▶ [WHAT THE EXERCISE ASKS]:
Return exactly the lines of the entries, from the one with "Query: corner turret" to the last.

Items from a dataset

────────────────────────────────────────

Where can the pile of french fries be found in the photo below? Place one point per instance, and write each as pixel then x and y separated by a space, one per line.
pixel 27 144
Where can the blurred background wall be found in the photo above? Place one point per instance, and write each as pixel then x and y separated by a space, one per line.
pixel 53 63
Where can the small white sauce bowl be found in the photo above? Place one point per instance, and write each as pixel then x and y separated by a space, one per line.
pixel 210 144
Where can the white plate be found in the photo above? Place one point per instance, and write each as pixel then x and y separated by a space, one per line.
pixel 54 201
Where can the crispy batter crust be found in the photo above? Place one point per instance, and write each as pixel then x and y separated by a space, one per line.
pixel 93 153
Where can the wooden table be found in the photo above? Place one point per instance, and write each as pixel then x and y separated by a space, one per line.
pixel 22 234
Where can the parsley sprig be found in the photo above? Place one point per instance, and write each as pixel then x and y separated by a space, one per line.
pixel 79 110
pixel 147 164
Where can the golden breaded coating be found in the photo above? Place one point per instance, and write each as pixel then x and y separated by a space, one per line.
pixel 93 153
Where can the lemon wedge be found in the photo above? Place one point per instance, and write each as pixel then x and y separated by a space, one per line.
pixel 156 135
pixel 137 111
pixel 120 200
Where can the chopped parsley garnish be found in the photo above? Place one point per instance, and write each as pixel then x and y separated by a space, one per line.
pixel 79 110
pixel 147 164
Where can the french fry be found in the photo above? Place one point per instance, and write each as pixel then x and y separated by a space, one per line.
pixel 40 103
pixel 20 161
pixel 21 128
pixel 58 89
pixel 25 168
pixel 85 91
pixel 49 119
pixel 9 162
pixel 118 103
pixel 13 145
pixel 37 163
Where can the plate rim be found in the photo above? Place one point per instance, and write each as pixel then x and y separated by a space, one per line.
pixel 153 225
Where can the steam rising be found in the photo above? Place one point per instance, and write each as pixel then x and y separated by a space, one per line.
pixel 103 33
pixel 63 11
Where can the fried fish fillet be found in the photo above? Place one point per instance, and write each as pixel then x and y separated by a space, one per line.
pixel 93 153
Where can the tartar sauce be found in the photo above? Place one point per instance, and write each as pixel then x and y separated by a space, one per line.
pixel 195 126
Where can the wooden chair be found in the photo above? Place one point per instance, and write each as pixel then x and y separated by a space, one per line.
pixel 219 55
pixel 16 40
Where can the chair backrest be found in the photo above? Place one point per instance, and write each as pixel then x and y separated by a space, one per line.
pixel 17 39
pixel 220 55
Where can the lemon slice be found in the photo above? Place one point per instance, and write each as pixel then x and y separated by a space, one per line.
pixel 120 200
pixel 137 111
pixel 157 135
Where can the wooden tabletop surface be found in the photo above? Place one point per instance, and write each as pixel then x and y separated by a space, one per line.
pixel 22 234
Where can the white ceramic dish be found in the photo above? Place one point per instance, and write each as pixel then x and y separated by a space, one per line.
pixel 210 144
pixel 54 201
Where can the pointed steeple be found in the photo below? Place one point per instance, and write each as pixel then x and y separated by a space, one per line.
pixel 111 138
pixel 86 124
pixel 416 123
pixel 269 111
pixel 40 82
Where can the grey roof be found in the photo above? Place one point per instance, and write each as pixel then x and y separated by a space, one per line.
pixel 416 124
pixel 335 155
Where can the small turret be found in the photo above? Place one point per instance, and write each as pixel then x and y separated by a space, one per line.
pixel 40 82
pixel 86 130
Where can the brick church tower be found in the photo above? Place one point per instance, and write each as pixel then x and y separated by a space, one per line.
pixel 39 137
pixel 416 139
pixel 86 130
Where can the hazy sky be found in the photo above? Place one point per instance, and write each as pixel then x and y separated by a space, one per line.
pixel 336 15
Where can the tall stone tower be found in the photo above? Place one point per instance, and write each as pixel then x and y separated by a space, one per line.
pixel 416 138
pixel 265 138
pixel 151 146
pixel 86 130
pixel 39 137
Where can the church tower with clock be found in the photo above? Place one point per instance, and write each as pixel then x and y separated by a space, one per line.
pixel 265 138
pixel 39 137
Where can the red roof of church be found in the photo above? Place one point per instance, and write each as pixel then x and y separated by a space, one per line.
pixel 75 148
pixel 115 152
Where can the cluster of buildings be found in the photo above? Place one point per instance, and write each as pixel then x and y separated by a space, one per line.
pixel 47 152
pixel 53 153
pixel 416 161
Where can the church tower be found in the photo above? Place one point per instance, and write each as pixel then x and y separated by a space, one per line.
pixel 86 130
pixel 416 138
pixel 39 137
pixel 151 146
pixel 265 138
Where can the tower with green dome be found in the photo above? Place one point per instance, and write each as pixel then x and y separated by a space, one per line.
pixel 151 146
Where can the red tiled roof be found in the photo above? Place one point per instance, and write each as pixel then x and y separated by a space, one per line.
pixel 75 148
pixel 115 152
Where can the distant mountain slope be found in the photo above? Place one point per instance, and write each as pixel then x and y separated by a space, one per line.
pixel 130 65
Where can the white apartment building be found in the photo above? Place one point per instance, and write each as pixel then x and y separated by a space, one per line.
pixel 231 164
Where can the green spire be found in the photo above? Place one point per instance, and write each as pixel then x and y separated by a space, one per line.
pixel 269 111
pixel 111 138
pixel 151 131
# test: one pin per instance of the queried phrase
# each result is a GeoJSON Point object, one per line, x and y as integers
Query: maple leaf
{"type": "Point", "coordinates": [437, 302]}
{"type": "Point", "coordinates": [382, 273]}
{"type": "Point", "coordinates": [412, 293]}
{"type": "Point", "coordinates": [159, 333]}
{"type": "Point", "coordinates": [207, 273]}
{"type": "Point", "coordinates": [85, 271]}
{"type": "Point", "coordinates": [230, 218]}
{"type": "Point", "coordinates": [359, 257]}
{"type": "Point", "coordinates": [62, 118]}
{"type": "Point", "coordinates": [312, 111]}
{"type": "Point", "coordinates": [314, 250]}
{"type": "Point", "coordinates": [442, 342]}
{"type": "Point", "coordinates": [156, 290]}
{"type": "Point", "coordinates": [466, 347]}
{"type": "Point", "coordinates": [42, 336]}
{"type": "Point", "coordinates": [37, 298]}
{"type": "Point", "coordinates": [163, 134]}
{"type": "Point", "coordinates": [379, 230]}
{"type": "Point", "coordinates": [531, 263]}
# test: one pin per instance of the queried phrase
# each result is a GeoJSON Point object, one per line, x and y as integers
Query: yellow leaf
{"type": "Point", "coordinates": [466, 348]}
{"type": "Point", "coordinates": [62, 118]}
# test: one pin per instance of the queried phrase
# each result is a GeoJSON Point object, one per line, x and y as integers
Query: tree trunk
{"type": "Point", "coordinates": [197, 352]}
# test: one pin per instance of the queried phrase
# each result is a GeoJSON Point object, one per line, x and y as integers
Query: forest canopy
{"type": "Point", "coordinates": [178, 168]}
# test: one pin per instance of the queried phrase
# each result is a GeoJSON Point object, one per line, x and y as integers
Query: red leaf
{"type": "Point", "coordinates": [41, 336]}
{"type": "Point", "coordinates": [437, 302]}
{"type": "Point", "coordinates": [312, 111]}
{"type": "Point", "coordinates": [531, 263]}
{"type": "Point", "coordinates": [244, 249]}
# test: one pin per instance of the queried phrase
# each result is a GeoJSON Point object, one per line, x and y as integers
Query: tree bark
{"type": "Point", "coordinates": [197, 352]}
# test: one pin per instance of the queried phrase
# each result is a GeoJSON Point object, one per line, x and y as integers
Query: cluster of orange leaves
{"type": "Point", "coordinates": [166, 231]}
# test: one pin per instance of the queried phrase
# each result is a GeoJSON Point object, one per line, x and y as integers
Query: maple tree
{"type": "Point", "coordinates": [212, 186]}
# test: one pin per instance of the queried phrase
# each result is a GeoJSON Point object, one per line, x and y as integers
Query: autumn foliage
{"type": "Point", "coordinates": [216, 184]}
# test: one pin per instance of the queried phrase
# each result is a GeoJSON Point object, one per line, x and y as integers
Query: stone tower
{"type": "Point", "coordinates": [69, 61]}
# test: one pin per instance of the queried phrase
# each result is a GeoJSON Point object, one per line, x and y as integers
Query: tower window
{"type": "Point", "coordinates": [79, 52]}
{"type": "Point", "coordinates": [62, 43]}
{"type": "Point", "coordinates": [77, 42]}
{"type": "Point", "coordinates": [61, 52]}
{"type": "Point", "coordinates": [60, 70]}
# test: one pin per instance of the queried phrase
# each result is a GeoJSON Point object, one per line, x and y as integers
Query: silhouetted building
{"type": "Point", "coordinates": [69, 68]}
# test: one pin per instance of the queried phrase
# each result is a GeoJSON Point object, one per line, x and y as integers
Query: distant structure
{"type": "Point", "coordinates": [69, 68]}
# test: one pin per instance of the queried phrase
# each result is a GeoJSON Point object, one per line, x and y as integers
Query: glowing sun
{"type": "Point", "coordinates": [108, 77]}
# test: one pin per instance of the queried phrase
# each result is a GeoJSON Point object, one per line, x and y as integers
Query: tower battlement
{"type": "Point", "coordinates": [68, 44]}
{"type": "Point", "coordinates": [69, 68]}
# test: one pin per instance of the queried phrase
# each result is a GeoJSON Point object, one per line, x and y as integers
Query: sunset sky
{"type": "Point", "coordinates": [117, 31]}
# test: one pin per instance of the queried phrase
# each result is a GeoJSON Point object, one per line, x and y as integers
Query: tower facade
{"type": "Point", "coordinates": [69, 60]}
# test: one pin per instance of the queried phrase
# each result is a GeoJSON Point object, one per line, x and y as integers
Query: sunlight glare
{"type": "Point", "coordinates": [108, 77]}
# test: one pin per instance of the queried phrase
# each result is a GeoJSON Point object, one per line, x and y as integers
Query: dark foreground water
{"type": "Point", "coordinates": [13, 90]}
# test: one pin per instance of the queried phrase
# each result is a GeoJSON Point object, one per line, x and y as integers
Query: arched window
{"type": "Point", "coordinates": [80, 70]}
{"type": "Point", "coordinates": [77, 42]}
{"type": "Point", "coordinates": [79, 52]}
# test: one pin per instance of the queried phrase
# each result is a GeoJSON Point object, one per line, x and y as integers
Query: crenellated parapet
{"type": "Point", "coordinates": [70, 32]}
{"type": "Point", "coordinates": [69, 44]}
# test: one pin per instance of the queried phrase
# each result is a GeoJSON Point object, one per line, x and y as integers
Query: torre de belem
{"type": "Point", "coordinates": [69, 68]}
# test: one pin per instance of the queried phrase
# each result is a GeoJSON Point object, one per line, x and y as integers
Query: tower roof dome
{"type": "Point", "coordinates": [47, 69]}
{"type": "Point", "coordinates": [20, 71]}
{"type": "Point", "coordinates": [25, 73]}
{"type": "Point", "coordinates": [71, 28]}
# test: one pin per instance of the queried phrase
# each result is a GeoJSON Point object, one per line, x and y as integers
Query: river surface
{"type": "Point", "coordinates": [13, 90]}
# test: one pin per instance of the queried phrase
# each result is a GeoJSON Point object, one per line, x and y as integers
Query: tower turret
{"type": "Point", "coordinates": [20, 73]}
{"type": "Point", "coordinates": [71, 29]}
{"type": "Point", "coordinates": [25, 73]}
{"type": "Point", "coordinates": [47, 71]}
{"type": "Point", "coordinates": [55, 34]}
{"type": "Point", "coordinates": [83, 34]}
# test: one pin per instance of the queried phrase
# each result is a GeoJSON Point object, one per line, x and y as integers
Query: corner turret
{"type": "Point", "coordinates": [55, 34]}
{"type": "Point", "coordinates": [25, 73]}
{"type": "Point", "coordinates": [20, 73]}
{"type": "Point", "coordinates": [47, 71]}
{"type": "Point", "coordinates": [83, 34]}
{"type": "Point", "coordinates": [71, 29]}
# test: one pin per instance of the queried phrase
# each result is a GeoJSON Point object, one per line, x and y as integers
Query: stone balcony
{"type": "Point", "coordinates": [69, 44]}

────────────────────────────────────────

▶ [SOLUTION TO THIS PROBLEM]:
Query: corner turret
{"type": "Point", "coordinates": [55, 34]}
{"type": "Point", "coordinates": [25, 73]}
{"type": "Point", "coordinates": [20, 73]}
{"type": "Point", "coordinates": [47, 71]}
{"type": "Point", "coordinates": [83, 34]}
{"type": "Point", "coordinates": [71, 29]}
# test: one pin per instance of the queried phrase
# each result is a GeoJSON Point object, one per line, x and y as integers
Query: stone balcony
{"type": "Point", "coordinates": [69, 44]}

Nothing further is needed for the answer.